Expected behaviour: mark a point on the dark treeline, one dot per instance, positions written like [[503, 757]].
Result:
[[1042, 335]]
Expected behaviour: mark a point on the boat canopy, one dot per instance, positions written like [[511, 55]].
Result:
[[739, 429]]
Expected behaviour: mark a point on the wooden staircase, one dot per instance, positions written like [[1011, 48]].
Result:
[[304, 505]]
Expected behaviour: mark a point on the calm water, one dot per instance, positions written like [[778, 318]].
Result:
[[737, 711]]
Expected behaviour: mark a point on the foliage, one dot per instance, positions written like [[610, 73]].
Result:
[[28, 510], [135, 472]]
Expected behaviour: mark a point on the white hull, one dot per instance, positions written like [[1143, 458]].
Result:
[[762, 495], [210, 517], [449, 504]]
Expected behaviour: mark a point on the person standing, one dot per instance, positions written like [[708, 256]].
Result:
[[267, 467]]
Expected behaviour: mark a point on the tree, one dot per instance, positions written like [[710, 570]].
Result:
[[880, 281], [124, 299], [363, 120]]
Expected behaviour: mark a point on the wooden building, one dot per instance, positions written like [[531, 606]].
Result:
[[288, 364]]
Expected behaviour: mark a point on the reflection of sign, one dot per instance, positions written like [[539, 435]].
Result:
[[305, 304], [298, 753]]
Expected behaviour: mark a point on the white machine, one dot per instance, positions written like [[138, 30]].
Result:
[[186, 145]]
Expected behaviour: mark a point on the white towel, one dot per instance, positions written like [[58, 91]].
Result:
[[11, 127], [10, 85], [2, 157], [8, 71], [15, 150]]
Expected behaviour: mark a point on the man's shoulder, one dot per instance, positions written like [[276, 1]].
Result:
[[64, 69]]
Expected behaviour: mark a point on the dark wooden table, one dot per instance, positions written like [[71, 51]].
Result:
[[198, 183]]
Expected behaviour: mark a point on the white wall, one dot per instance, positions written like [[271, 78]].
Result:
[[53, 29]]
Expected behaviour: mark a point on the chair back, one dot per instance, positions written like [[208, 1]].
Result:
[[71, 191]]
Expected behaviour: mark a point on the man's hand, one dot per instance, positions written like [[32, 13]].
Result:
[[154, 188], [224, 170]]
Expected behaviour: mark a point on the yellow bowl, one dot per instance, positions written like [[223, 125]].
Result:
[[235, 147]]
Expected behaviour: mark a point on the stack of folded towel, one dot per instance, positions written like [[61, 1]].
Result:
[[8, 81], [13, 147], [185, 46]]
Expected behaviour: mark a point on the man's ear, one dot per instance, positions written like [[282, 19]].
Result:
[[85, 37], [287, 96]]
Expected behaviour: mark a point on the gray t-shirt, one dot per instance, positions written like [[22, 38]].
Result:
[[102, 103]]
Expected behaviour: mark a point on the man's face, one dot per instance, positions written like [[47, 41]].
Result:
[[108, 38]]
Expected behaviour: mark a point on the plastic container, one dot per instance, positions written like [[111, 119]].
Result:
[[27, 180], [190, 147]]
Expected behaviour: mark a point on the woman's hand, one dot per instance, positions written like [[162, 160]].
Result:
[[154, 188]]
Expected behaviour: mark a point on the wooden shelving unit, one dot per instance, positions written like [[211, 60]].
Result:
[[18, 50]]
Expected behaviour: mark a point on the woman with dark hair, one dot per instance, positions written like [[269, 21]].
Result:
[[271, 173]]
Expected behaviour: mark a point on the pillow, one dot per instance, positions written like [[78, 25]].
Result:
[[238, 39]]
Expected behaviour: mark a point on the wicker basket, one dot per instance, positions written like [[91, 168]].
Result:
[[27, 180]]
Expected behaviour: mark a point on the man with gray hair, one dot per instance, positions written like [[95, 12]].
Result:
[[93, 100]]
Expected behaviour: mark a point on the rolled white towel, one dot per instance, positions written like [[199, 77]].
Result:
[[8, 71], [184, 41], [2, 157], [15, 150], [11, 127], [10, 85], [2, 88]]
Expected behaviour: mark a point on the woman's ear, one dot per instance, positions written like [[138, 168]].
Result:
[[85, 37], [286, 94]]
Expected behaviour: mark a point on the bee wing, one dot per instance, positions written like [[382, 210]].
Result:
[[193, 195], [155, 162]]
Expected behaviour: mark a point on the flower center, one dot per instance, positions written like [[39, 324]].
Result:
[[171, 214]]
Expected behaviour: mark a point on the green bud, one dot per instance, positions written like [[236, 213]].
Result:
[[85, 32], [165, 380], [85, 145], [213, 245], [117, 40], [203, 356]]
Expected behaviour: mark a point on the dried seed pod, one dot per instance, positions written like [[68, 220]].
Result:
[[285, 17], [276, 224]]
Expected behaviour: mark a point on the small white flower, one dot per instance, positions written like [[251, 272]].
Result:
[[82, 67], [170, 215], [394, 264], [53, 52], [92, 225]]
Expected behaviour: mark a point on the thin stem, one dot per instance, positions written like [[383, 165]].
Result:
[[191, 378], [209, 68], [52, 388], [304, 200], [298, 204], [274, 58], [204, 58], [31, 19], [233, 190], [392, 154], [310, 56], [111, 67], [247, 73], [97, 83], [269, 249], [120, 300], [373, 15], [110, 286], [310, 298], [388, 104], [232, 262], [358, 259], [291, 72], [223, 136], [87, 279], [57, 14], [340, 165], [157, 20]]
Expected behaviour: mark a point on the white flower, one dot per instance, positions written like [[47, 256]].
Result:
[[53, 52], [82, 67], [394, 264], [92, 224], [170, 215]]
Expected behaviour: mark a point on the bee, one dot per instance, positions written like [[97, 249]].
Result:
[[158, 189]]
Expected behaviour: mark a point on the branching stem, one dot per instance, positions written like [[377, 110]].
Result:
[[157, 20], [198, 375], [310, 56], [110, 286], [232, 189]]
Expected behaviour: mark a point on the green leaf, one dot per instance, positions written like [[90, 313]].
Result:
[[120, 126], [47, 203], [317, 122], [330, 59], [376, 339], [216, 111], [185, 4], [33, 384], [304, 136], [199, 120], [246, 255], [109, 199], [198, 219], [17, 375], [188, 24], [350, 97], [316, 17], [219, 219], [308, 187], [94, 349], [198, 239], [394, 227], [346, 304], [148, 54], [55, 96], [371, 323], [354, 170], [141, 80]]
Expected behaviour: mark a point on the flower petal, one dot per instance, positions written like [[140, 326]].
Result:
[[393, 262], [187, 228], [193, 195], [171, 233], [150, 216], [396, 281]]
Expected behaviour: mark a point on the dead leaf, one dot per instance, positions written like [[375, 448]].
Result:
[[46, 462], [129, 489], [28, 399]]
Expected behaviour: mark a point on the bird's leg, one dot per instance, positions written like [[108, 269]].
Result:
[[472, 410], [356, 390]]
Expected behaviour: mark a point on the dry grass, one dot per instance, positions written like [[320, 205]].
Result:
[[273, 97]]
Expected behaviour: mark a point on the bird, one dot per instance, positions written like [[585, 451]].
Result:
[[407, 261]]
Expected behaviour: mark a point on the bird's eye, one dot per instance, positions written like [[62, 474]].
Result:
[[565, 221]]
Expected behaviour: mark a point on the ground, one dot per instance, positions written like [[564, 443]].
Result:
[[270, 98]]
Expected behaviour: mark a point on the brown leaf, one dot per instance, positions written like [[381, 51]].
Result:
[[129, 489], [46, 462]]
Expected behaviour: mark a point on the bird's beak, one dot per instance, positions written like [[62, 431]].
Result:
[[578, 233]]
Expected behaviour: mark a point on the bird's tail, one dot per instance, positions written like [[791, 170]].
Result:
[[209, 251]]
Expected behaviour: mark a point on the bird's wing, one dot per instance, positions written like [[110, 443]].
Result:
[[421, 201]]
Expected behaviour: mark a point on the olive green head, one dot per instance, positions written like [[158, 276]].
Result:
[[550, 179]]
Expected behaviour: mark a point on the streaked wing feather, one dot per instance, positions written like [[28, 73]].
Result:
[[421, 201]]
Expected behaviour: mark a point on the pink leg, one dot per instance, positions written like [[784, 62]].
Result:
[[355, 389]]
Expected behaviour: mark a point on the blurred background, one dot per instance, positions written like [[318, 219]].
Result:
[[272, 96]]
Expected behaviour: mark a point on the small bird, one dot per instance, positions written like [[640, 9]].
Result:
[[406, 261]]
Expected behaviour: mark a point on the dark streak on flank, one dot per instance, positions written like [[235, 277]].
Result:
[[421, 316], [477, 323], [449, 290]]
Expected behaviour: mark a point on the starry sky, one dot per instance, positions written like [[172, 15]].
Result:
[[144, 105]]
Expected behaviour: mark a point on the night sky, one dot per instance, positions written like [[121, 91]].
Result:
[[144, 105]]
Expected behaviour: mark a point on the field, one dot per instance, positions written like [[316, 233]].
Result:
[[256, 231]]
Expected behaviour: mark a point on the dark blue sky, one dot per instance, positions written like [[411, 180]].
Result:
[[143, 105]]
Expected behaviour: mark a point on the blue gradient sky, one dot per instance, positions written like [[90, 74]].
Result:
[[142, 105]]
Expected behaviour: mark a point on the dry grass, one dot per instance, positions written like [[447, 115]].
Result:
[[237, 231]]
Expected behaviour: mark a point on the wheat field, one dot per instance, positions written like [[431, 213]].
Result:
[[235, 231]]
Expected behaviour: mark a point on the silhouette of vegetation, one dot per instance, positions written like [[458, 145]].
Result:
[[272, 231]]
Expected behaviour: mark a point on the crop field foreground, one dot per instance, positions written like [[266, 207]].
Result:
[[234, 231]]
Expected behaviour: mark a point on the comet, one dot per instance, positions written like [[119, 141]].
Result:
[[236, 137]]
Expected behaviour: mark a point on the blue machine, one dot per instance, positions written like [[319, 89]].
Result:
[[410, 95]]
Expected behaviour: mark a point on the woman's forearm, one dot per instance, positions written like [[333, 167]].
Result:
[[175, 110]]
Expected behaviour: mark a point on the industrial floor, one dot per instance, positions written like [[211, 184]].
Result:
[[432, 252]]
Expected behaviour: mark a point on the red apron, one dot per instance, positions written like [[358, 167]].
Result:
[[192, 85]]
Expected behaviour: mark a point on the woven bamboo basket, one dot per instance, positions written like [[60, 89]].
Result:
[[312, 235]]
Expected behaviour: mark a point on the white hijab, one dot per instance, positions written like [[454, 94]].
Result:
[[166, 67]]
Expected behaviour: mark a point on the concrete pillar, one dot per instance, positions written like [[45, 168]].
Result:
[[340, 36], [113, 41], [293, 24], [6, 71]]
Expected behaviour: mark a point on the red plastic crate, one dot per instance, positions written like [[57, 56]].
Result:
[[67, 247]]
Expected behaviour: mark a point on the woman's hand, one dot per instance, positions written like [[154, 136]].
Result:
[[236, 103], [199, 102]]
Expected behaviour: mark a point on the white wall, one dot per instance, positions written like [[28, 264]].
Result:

⁂

→ AIM OF THE EXERCISE
Restate the data from the line containing "Expected behaviour: mark a point on the rolled" through the line containing "[[285, 17], [276, 224]]", with both of those lines included and every request kept. In the answers only, multiply each point coordinate by 1.45 and round it to the nearest whole number, rounding halves up.

→ EXERCISE OUTPUT
Expected behaviour: mark a point on the rolled white towel, one dot per instance, positions written like [[199, 77]].
Result:
[[12, 103], [267, 59], [3, 228], [22, 218], [16, 184], [15, 123], [3, 128]]
Expected behaviour: mark a point on the woman's ear, one dot per instance, positions written like [[138, 168]].
Result:
[[123, 54], [415, 136]]
Expected behaviour: mark a point on the bee wing, one dot per instance, positions written like [[382, 210]].
Result:
[[280, 283], [225, 235]]
Expected behaviour: mark a point on the flower center, one dot per instance, positions written like [[39, 324]].
Result:
[[248, 310]]
Expected behaviour: mark a point on the green bud, one dot per instance, positions written like [[236, 213]].
Result:
[[123, 46], [239, 551], [123, 210], [309, 355], [170, 58], [294, 516]]
Expected behaviour: mark a point on the dried seed pod, one dot per instance, positions written like [[68, 220]].
Result:
[[413, 25], [400, 325]]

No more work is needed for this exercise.